▶ [TASK STATEMENT] Word for word, repeat the entries, minus the pictures.

▶ [SUPPLIED RECORDS]
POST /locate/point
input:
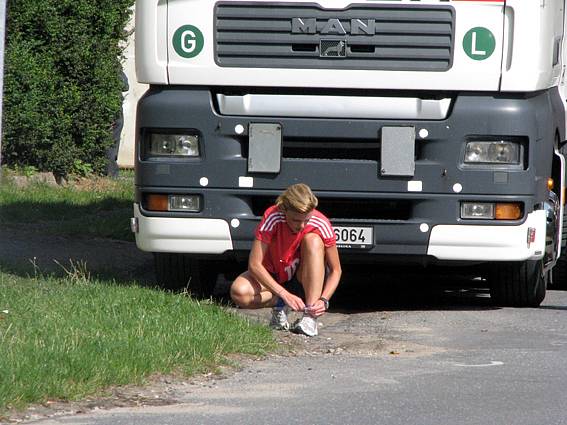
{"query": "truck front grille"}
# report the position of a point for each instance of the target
(348, 208)
(301, 35)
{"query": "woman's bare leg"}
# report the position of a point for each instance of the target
(311, 272)
(246, 292)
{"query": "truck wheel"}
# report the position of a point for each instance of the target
(518, 284)
(560, 269)
(178, 271)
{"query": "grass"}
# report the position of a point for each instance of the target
(97, 207)
(65, 338)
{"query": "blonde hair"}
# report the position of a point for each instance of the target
(299, 198)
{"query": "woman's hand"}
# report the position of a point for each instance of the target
(317, 309)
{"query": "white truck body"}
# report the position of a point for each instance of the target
(454, 71)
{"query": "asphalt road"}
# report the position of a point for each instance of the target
(414, 355)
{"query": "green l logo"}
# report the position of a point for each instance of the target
(188, 41)
(479, 43)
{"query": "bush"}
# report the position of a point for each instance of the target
(62, 87)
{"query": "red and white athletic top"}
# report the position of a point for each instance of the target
(283, 256)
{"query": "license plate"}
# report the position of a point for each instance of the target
(354, 237)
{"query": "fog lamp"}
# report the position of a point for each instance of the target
(189, 203)
(508, 211)
(477, 210)
(492, 152)
(174, 145)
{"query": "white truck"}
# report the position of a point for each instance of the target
(432, 131)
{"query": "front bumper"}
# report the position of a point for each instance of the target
(440, 242)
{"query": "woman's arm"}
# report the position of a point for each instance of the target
(332, 278)
(259, 272)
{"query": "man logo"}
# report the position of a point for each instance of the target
(333, 26)
(332, 49)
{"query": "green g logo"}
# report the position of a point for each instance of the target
(188, 41)
(479, 43)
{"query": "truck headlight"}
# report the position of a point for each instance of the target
(492, 152)
(186, 145)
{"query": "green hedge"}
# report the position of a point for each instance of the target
(62, 86)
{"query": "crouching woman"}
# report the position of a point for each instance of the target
(294, 262)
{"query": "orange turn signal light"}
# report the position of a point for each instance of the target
(157, 202)
(508, 211)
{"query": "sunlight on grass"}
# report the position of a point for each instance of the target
(66, 338)
(99, 207)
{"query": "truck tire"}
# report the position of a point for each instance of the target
(178, 271)
(560, 269)
(520, 284)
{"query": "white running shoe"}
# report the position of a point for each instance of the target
(307, 325)
(279, 319)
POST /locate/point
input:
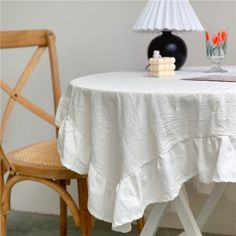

▶ [PROBLEM SOLUTION]
POST /locate/point
input:
{"query": "truck front grille"}
# report the position of a point for each instance of the target
(348, 208)
(301, 35)
{"query": "woman's bare leg"}
# report the position of a point for each instance of the target
(311, 272)
(246, 292)
{"query": "truck wheel"}
# report the position of a point for each instance of the target
(518, 284)
(560, 269)
(178, 271)
{"query": "grass"}
# report the position of a point for each instance of the target
(97, 207)
(65, 338)
{"query": "blonde hair"}
# report the position of a point for each instance of the target
(299, 198)
{"query": "woman's hand"}
# report the position of a point for each instance of the target
(317, 309)
{"query": "white truck body"}
# report the position of a point for each instance of the target
(454, 71)
{"query": "asphalt road"}
# report the position of a point for each instance of the target
(414, 355)
{"query": "green l logo"}
# report the position of a point for each instance of the target
(188, 41)
(479, 43)
{"query": "bush"}
# report the position of a point for each instance of the target
(62, 87)
{"query": "red and white athletic top"}
# report the position of a point for each instance of the target
(283, 256)
{"query": "license plate"}
# report the position of a point for each instance of the target
(354, 237)
{"query": "fog lamp"}
# report the position of a point for each instance of the target
(189, 203)
(508, 211)
(477, 210)
(492, 152)
(174, 145)
{"query": "white truck"}
# report the position of a point for each instance of the target
(432, 131)
{"query": "front bumper"}
# report the position of a point for each instance of the target
(440, 242)
{"query": "woman's arm"}
# report the position of a point for each instance of the target
(332, 278)
(259, 272)
{"query": "man logo"}
# report the position of a point for each instance of the target
(333, 26)
(332, 49)
{"query": "green g logo"}
# report the position of a point for each instance of the target
(188, 41)
(479, 43)
{"query": "truck headlight"}
# report the position of a point for each instance of the target
(492, 152)
(186, 145)
{"query": "green hedge"}
# report the position of a point for each instance of the target
(62, 86)
{"query": "crouching woman"}
# report the position of a point for each instance of the target
(294, 262)
{"query": "orange turn signal light"}
# report the position of a point for each instance of the target
(157, 202)
(508, 211)
{"query": "sunlight on grass"}
# report the position of a point for each instance of the target
(66, 338)
(99, 207)
{"query": "truck tire"}
# report the position of a point for each instance of the target
(178, 271)
(560, 269)
(520, 284)
{"query": "white running shoe"}
# report the position of a point for each instance of the target
(307, 325)
(279, 319)
POST /locate/point
input:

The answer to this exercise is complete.